[START MATERIALS PROVIDED]

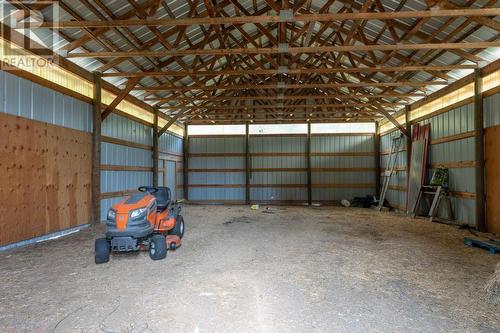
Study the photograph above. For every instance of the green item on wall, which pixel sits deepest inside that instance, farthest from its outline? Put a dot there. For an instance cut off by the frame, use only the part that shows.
(440, 177)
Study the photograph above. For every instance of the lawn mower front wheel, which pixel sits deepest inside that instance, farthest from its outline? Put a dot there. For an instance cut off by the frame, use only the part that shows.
(158, 247)
(101, 250)
(178, 229)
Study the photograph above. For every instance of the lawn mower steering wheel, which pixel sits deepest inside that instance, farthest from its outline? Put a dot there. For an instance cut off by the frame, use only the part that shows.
(148, 189)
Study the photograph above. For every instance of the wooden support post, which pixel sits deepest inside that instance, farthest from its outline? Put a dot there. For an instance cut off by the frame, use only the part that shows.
(96, 151)
(408, 142)
(155, 148)
(248, 164)
(185, 146)
(309, 178)
(376, 142)
(479, 151)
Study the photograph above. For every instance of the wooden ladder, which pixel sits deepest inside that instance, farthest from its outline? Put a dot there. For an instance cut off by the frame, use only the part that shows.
(390, 169)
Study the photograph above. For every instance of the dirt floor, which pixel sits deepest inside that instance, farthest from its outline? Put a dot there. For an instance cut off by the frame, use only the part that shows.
(289, 269)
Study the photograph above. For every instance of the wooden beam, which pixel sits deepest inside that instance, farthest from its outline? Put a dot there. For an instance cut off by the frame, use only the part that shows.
(290, 50)
(276, 85)
(248, 163)
(408, 138)
(155, 148)
(185, 148)
(395, 122)
(309, 176)
(479, 152)
(376, 147)
(294, 71)
(260, 19)
(171, 122)
(283, 97)
(96, 151)
(131, 83)
(280, 106)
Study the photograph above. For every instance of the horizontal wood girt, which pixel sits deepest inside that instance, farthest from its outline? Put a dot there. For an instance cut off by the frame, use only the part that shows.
(260, 19)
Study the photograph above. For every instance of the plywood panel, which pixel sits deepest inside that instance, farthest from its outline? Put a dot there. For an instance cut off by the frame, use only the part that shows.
(45, 175)
(492, 155)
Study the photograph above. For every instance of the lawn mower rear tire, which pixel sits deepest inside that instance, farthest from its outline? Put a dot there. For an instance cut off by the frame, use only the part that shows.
(101, 251)
(178, 229)
(158, 247)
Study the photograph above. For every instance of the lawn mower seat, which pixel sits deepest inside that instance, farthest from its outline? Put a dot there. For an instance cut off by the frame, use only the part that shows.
(162, 198)
(161, 194)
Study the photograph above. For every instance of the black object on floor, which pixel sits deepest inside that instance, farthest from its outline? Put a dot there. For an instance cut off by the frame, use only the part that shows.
(487, 245)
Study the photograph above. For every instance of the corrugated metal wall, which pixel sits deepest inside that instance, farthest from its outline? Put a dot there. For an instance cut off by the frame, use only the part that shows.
(452, 147)
(342, 166)
(119, 127)
(217, 168)
(396, 193)
(26, 99)
(278, 168)
(115, 182)
(448, 149)
(170, 147)
(492, 110)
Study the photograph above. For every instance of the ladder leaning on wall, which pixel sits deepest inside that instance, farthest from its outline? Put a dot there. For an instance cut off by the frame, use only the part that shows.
(390, 168)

[END MATERIALS PROVIDED]

### DIRECTIVE
Reproduce every item above word for word, and leave the pictures out.

### RESPONSE
Study the photograph above. For every instance of the green item on wall, which pixel sits deepest inside that instance, farthest from its outline? Put a dot there. For an instance cut off by the frame, use only the part that shows.
(440, 177)
Study the photograph above. For every instance of the lawn mower front wheel, which pixel sits deepest inside that instance, farthest from its outline? Put a dot there. For an instance cut off by the frame, use only the part that shows.
(158, 247)
(101, 250)
(178, 229)
Study the photograph above. For every instance of the lawn mower steering wheel, which pixel sits deepest inside that instance, farthest from its outline? Put a dot there. For an instance cut off by the frame, use only the part that shows.
(148, 189)
Study the photograph above. For every instance of the wooden support post, which pixel sits deepest inside that instance, farthest from its outline? Put a dot there. For an instance cut off by the frame, use only the part that shows.
(96, 151)
(408, 142)
(155, 148)
(248, 164)
(185, 146)
(309, 178)
(376, 142)
(479, 151)
Study the photograph above. For every instance of the wooden ladder, which pixel sits deepest inside that instance, farthest from its outline? Put a dot there. For an instance cut off by the frame, use only the part that shows.
(390, 169)
Study the photograph above. For every instance of the dirt floor, which pixel sits deepest inside that instance, farthest from its outline? Put a dot there. For an instance cut off by the frame, use only the part that shows.
(289, 269)
Study the photograph above. For every instance of the wooden beam, which pixel sits deepest inside that instance, farthest from its outline? Put a dot there. For an instance cut off by the frame, use only the part that shows.
(290, 50)
(276, 85)
(248, 163)
(408, 138)
(155, 148)
(185, 148)
(395, 122)
(309, 176)
(479, 152)
(376, 147)
(294, 71)
(260, 19)
(171, 122)
(283, 97)
(96, 151)
(131, 83)
(280, 106)
Study the photograph above. For every instance of the horizontal wood girt, which pixel sits deepest inside that instance, farthest from its outline? Put a dot there. For an instance cut off by the frame, use only the part that shows.
(260, 19)
Study the photograph above. For every instance of the plywood panel, which pixel sits deepest inside that instance, farthest from its outline? Put a dot there. For an instance cut off by the frame, use only the part that shows.
(45, 175)
(492, 155)
Study the photograph above. For every instance of the lawn mower rear tire, which pixel sits deepest inside that instance, farthest from its outline? Put a dot there. For an instance cut off by the frame, use only the part that shows.
(101, 251)
(178, 229)
(158, 247)
Study the photograph above. For every instance of the lawn mower seat, which pixel sits deepest inside that instance, farthest from its outline? Put a dot there. For an instance cut off by the frame, use only the part that shows.
(162, 198)
(161, 194)
Study the photograph above. For every instance of the black object on floor, which pixel sits deepest inside that instance, farthest from its outline? Put a dot there. For an instance cut off by the frame, use only the part that shows.
(487, 245)
Study the photograph above. For every instance of the corrugated metal wall, which pixel sits deepest inside that instance, farthest from its outline? Put a dot there. For an instance cut off by the frame, use only the part that shows.
(452, 147)
(342, 166)
(119, 127)
(217, 168)
(396, 193)
(26, 99)
(278, 168)
(115, 182)
(448, 149)
(170, 147)
(492, 110)
Study the photograph above. For every instance of the ladder leaning on wall, which pixel sits deepest inside that instance, farthest from its outline? Put a dot there. For an instance cut off by the frame, use only the part that shows.
(390, 168)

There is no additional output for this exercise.